▸ EXERCISE SET
(a) Transcribe the stretch of the chronic pain blog post from "Saturday, October 09, 2004" through "want to die.".
(b) Answer these questions from the chronic pain blog post:
(i) In what month did the work injury occur?
(ii) The writer joined a forum for people with which condition?
(iii) On the pain scale, how did the writer feel at the storage unit after the rain stopped?

▸ SELECTED PASSAGE

=== Section Start ===

Saturday, October 09, 2004

A Good Day in the Life (of Chronic Pain)

Since a work injury in May, I've been dealing with chronic pain. I recently joined a forum for people with thoracic outlet syndrome, my tentative diagnosis #3B--an awful condition that takes some people down below fifty percent, sends many into surgeries. I'm holding off on accepting that this is just life now, with all its new limitations, and not surprisingly was upset and a little pissed to see that some people were happy if they got to fifty or seventy-five percent functionality.This is an excerpt from my compromise on the matter. The numbers I mention refer to the commonly used "rate your pain" charts, with 0 or 1 being a happy face that looks like someone fed you soma from Brave New World, and 10 being the point at which you are in such agony you actually think you might want to die.


My boyfriend and I stopped at my storage unit yesterday, and I was feeling pretty good--the rain had stopped and I felt 5 or 6ish instead of shoot-me-now 8. The place is a hurried nest of disorganized boxes, all thrown in in the course of one night by three guys. Chris was exhausted from driving me all over the place, working, and working on his thesis, and I told him I could get my box of favorite sweaters and my boots and stuff myself. (He had to get the locks, of course--my stupid hand was not cooperating.)

=== Section End ===

▸ DATA EXTRACT

=== Section Start ===

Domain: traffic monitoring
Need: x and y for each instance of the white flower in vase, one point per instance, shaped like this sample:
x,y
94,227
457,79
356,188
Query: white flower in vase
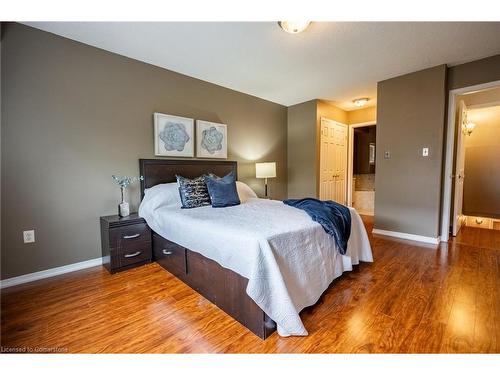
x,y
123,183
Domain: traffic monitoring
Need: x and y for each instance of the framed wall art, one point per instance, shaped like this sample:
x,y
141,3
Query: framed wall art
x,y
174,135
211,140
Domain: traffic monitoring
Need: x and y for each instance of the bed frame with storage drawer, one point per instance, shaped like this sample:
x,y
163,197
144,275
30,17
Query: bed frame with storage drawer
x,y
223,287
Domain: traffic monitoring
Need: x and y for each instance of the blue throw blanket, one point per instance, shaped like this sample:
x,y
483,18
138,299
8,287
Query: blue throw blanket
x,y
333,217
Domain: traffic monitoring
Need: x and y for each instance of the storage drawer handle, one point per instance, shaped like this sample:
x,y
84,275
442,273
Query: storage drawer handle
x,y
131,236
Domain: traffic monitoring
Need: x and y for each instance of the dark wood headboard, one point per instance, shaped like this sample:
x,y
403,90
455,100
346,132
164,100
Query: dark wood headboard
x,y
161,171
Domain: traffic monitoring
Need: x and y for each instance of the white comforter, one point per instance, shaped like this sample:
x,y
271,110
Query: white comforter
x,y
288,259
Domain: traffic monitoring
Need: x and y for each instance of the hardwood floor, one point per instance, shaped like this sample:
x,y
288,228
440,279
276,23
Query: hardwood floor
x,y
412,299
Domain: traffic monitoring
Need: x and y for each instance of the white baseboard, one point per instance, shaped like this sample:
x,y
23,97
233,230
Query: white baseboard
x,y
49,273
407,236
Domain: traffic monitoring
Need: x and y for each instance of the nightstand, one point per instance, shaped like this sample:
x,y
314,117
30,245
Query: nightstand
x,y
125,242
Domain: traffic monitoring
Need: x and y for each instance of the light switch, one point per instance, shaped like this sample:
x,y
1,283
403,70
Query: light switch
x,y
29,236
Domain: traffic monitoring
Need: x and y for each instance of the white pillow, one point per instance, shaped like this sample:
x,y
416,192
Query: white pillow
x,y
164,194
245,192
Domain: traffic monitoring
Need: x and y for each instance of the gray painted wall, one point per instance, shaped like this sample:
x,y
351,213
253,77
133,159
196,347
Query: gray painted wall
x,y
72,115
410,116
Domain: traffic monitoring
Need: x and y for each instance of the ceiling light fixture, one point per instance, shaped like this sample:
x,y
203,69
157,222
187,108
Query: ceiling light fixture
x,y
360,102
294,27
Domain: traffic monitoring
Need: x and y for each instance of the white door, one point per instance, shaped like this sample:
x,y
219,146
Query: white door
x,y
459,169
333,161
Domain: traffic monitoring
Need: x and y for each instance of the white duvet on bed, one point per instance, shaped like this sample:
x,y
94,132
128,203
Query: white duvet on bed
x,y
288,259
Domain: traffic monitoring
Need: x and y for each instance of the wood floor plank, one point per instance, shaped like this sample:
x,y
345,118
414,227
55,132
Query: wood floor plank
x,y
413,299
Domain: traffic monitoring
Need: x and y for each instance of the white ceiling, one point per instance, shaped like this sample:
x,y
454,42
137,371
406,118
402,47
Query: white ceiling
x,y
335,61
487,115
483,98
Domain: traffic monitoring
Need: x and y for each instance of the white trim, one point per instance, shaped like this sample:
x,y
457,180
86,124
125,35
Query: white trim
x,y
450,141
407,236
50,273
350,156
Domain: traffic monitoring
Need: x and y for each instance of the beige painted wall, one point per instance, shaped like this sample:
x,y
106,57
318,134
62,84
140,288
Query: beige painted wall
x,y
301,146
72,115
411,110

=== Section End ===
=== Section Start ===

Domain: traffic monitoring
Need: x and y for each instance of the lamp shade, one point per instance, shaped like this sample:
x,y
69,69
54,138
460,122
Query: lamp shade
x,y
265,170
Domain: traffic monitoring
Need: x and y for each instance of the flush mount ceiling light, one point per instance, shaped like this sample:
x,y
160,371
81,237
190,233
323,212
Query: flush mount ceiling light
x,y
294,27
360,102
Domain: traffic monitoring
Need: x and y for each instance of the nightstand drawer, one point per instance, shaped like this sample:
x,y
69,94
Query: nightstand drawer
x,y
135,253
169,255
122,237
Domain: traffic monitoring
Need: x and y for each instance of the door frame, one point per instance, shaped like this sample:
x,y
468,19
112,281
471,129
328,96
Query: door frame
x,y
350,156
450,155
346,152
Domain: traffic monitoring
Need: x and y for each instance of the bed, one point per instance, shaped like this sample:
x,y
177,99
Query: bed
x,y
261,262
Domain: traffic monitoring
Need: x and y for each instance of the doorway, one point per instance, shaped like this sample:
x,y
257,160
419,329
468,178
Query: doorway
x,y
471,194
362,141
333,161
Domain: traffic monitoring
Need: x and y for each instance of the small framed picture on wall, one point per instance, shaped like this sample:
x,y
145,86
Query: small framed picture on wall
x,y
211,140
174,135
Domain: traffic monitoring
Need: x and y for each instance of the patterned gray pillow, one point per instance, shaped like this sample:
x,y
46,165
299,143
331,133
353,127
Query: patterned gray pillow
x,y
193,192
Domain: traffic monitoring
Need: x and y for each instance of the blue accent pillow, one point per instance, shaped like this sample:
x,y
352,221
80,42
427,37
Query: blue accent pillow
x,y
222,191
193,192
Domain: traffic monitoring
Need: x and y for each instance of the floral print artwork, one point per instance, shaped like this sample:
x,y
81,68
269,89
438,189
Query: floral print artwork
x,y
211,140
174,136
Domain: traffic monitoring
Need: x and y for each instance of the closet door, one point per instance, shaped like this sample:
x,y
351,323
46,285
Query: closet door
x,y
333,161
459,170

=== Section End ===

▸ ANSWER SET
(a)
Saturday, October 09, 2004

A Good Day in the Life (of Chronic Pain)

Since a work injury in May, I've been dealing with chronic pain. I recently joined a forum for people with thoracic outlet syndrome, my tentative diagnosis #3B--an awful condition that takes some people down below fifty percent, sends many into surgeries. I'm holding off on accepting that this is just life now, with all its new limitations, and not surprisingly was upset and a little pissed to see that some people were happy if they got to fifty or seventy-five percent functionality.This is an excerpt from my compromise on the matter. The numbers I mention refer to the commonly used "rate your pain" charts, with 0 or 1 being a happy face that looks like someone fed you soma from Brave New World, and 10 being the point at which you are in such agony you actually think you might want to die.

(b)
(i) May
(ii) Thoracic outlet syndrome
(iii) 5 or 6ish